Copy out the entries below word for word, everything from the line containing "Each <instance> ends" down to the line containing "box: [39, 15, 371, 300]", both of those lines included, and nothing else.

Data for review:
[Start of section]
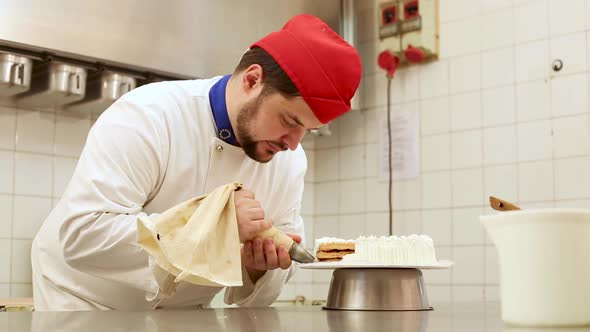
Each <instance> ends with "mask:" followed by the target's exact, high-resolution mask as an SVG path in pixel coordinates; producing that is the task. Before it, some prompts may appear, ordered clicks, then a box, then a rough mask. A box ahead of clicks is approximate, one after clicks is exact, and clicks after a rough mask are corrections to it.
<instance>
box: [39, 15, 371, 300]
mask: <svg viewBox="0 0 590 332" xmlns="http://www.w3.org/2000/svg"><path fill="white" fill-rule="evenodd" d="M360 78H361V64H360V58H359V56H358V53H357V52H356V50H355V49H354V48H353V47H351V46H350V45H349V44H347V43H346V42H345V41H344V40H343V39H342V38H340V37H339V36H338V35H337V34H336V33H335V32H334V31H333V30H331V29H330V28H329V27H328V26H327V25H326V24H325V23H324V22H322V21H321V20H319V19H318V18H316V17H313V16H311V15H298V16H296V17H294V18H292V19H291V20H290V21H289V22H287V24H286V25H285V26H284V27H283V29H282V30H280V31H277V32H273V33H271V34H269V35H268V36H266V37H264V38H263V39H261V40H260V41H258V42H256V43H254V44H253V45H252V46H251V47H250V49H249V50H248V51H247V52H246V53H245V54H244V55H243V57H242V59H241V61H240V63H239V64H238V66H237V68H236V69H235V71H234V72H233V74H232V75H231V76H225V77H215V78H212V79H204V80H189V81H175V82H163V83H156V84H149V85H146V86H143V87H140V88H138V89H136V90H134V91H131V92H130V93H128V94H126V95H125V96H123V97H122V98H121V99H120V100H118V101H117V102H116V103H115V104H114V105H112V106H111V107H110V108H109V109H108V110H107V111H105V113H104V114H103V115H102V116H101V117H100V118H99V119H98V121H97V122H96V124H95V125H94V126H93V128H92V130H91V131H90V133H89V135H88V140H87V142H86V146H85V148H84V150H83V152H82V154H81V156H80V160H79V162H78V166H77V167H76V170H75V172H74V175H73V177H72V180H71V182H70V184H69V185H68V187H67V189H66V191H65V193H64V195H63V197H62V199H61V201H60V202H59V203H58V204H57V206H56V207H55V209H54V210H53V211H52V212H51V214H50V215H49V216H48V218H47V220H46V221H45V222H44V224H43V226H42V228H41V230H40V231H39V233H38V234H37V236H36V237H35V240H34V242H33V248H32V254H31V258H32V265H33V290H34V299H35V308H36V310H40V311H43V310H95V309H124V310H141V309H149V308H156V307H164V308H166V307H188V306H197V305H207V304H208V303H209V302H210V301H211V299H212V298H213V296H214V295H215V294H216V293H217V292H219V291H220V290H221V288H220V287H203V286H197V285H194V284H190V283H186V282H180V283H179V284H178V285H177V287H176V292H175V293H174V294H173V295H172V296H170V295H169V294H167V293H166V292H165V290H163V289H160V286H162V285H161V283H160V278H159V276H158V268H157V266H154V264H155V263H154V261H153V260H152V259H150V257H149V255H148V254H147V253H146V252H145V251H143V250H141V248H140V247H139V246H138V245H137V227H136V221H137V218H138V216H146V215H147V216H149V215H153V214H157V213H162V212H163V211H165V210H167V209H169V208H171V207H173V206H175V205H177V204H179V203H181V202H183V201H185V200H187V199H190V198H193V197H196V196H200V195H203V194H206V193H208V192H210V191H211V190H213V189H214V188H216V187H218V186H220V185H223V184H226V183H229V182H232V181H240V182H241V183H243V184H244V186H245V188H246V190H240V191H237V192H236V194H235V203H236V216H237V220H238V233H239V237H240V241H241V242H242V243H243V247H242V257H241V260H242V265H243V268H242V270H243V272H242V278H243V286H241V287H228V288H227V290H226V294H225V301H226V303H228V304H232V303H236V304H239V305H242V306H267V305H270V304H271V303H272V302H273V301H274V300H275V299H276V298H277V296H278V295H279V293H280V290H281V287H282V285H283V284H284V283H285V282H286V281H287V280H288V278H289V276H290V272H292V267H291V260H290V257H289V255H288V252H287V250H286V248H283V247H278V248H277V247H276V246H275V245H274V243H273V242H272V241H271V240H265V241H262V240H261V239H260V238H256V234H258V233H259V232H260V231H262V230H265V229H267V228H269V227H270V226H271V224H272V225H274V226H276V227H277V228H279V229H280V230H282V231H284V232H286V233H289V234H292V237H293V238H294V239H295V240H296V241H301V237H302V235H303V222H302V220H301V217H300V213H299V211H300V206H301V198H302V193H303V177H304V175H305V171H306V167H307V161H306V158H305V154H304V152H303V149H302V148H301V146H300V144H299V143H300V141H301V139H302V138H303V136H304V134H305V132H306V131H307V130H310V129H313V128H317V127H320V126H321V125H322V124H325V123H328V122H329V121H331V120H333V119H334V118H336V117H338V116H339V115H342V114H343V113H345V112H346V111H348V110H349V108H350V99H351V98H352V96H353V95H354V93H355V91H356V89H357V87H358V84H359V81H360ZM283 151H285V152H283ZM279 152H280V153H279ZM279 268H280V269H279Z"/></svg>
[End of section]
[Start of section]
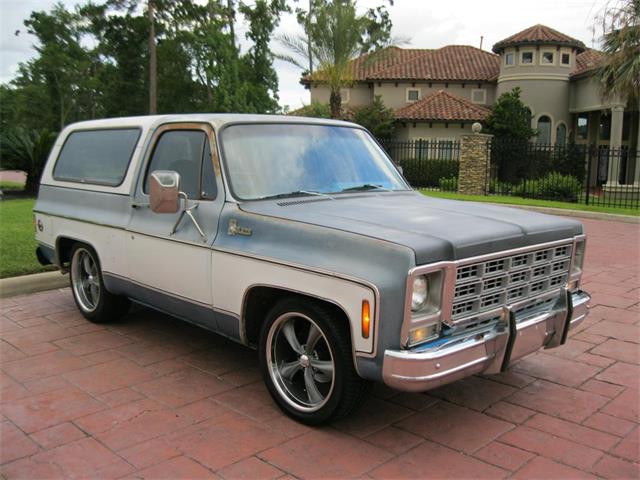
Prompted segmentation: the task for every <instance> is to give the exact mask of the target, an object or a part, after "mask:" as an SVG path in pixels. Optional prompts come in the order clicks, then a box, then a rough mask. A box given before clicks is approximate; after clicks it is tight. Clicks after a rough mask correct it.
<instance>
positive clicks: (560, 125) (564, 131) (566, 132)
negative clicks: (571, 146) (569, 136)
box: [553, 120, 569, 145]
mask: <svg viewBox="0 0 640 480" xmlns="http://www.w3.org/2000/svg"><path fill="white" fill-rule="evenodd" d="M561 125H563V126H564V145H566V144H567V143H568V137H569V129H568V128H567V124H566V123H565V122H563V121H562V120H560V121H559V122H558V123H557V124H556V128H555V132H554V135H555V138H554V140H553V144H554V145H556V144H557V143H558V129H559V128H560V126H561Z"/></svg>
[End of section]
Result of this exercise:
Each <instance> ends with "mask:" followed by the target's exact, high-resolution mask as an SVG path in pixel coordinates; producing that is the task. Before it, some prompts may appear, ordered clicks, then a box, then a rough mask. A box ahead of clicks is approximate, one after clicks is exact, and clicks after a rough mask are corrections to it.
<instance>
box: [39, 15, 371, 300]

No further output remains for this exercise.